## What you need to do
Please reproduce the data exactly, excluding any pictures it contains.

Records from a dataset:
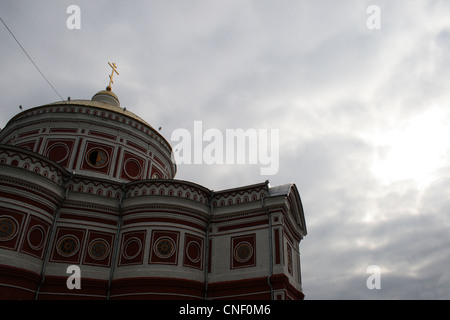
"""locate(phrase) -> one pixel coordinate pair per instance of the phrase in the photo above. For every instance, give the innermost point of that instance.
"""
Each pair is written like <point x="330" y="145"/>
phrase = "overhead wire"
<point x="35" y="65"/>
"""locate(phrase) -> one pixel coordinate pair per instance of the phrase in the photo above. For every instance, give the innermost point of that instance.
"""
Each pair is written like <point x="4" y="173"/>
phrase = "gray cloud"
<point x="310" y="69"/>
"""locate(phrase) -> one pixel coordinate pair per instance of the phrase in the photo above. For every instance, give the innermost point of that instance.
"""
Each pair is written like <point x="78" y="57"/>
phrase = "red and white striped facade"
<point x="88" y="183"/>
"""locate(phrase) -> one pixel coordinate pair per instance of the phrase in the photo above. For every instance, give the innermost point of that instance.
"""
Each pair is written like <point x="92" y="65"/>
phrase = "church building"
<point x="88" y="183"/>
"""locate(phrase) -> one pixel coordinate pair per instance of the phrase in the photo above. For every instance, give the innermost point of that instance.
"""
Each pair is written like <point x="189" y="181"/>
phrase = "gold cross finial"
<point x="113" y="66"/>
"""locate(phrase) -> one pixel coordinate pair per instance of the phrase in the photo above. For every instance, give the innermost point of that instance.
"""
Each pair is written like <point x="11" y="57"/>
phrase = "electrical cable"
<point x="31" y="59"/>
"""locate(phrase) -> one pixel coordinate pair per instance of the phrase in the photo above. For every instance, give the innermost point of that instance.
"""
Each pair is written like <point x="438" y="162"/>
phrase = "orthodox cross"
<point x="113" y="66"/>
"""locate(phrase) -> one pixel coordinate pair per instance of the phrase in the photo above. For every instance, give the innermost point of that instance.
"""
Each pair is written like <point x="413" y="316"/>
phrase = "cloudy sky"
<point x="362" y="113"/>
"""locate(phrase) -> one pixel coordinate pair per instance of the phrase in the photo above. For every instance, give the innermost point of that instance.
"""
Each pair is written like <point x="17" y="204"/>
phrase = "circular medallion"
<point x="98" y="249"/>
<point x="193" y="251"/>
<point x="132" y="168"/>
<point x="164" y="248"/>
<point x="243" y="252"/>
<point x="8" y="228"/>
<point x="68" y="246"/>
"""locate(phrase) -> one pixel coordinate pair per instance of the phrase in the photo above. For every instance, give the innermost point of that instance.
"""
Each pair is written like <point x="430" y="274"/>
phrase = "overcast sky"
<point x="363" y="114"/>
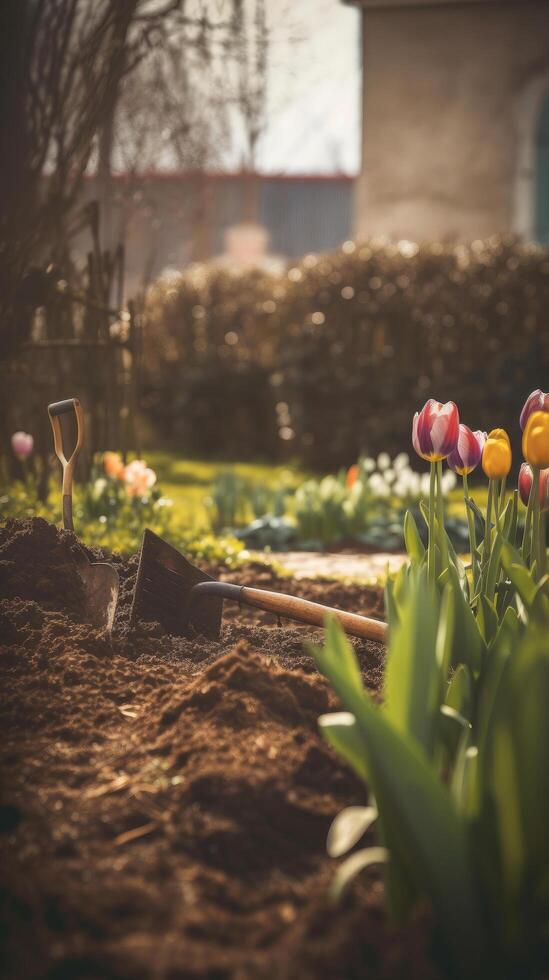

## Response to the exercise
"""locate(phrase) -> one pixel coordinate pair per instance of the phrase in the photo above. For every instance, give the innermost point of that instance.
"""
Each pair is written like <point x="330" y="145"/>
phrase = "overhead wire"
<point x="35" y="65"/>
"""locate(phrase) -> one pixel coordinate pair per instance of the phrase in the photo above. For every instance, give the innermost point of that instance.
"""
Each pair is written like <point x="4" y="173"/>
phrase = "gray cloud"
<point x="310" y="69"/>
"""locate(phrase) -> one pixel coordinate pair per instance of the phrase in the photo above. For every instance, give the innermost point of that instance.
"""
Each pair is written like <point x="78" y="57"/>
phrase = "red and white striped facade"
<point x="88" y="183"/>
"""locate(phrase) -> one pixel coordinate pair per instance of the phrase in the photo above. For every instance, give the innermost point of that instance.
"""
Each pair is written like <point x="92" y="65"/>
phrase = "church building"
<point x="88" y="183"/>
"""locate(phrase) -> one pixel coordinate pair per instance of the phrase in the photo above. For every instance, give the innermost point of that instance.
"""
Each pair is written like <point x="189" y="181"/>
phrase = "gold cross finial"
<point x="113" y="66"/>
"""locate(phrase) -> one pixel coordinate pair per instance of the phrase in the photo above. For every instance, give the innermost point of that instance.
"""
Each pair is written like <point x="11" y="57"/>
phrase = "electrical cable"
<point x="31" y="59"/>
"""locate(phrase) -> one pixel coordinate pair per instance of the phrase in the photo above. For every instance, give the innermost point of that instance.
"""
Each pair is written like <point x="438" y="162"/>
phrase = "orthodox cross"
<point x="113" y="66"/>
"""locate(phrase) -> one pixel coordinate pair per instance of the phrase in the photo above. For every instance, give the innermost point of that instance.
"""
Each pair is written like <point x="413" y="316"/>
phrase = "cloudy sky"
<point x="362" y="113"/>
"""locate(phrase) -> one pixel coordinate pair per instance of the phrase in the photo above. For every instance, give the innermost point of that instance.
"""
Each pair is written like <point x="17" y="204"/>
phrase = "circular medallion"
<point x="98" y="249"/>
<point x="193" y="251"/>
<point x="132" y="168"/>
<point x="164" y="248"/>
<point x="243" y="252"/>
<point x="8" y="228"/>
<point x="68" y="246"/>
"""locate(phrase) -> one pixel coordinate pair per instance of the phrase in the photo above. For every instance, give the innermost point of that instance.
"""
Each pair is written like <point x="430" y="274"/>
phrase = "overcast sky"
<point x="363" y="114"/>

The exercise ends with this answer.